Write each record again exactly as it stands.

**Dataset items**
-------
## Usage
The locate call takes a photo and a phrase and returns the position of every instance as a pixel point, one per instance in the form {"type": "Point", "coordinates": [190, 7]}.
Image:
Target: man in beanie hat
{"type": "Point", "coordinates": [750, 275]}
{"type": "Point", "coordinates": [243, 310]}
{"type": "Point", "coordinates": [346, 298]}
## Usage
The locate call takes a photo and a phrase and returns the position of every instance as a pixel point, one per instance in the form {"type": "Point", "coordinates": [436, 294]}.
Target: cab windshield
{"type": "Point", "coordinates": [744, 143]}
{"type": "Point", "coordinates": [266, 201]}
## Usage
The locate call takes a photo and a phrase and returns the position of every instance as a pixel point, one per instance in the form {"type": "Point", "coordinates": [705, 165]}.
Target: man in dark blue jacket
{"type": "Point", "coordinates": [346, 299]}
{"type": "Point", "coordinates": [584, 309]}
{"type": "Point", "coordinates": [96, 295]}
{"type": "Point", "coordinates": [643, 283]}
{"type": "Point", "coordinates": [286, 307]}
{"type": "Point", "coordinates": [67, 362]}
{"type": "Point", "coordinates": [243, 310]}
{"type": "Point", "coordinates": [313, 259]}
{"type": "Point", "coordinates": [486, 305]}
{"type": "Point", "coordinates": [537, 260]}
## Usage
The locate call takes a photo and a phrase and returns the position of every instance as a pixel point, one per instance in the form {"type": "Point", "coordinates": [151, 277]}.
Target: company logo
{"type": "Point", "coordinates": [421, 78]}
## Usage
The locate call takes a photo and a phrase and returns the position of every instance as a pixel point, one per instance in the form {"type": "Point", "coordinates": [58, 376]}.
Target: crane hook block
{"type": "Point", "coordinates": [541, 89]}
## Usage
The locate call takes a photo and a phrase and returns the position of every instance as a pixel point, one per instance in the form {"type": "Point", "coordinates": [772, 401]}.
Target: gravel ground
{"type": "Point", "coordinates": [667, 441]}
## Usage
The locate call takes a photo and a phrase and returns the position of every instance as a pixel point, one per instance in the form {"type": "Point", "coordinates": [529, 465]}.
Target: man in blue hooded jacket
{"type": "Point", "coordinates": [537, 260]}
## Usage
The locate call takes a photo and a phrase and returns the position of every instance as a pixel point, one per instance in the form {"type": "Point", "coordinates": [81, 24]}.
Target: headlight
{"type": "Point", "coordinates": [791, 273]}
-------
**EXERCISE ANSWER**
## Usage
The locate call takes a photo and a phrase and returns the position of every instance as a pixel point, one per instance in the form {"type": "Point", "coordinates": [190, 7]}.
Image:
Target: man in beanie hat
{"type": "Point", "coordinates": [750, 275]}
{"type": "Point", "coordinates": [243, 310]}
{"type": "Point", "coordinates": [346, 298]}
## Usage
The locate call takes a photo and a phrase and returns the position of every instance as a pixel point, one per instance in the form {"type": "Point", "coordinates": [436, 294]}.
Target: cab windshield
{"type": "Point", "coordinates": [744, 143]}
{"type": "Point", "coordinates": [266, 201]}
## Usage
The locate call takes a photo and a phrase and returns the position of every instance as a pixel point, one per instance in the form {"type": "Point", "coordinates": [705, 165]}.
Target: man in dark blue jacket
{"type": "Point", "coordinates": [346, 299]}
{"type": "Point", "coordinates": [584, 309]}
{"type": "Point", "coordinates": [96, 295]}
{"type": "Point", "coordinates": [643, 283]}
{"type": "Point", "coordinates": [286, 307]}
{"type": "Point", "coordinates": [67, 362]}
{"type": "Point", "coordinates": [243, 310]}
{"type": "Point", "coordinates": [313, 259]}
{"type": "Point", "coordinates": [486, 305]}
{"type": "Point", "coordinates": [537, 260]}
## Usage
The locate call takes a photo and a phrase and returns the position of every instance as a pixel point, one per instance in the form {"type": "Point", "coordinates": [151, 277]}.
Target: company logo
{"type": "Point", "coordinates": [421, 78]}
## Usage
The locate call takes a photo and a phrase and returns the position of every instance as a pixel point, one per instance in the form {"type": "Point", "coordinates": [58, 376]}.
Target: crane hook block
{"type": "Point", "coordinates": [541, 89]}
## Usage
The locate call takes a photo and a phrase and returns the position of every instance as a pixel point, one per instance in the form {"type": "Point", "coordinates": [772, 401]}.
Target: gravel ground
{"type": "Point", "coordinates": [667, 441]}
## Usage
The locate call takes a photo and a phrase and returns the position of every instance as a pixel point, one per instance in the form {"type": "Point", "coordinates": [529, 465]}.
Target: man in blue hooded jacket
{"type": "Point", "coordinates": [537, 260]}
## Usage
The locate call takes a photo and a phrase and returns the position of every instance as a pixel point, one per instance in the form {"type": "Point", "coordinates": [81, 24]}.
Target: headlight
{"type": "Point", "coordinates": [791, 273]}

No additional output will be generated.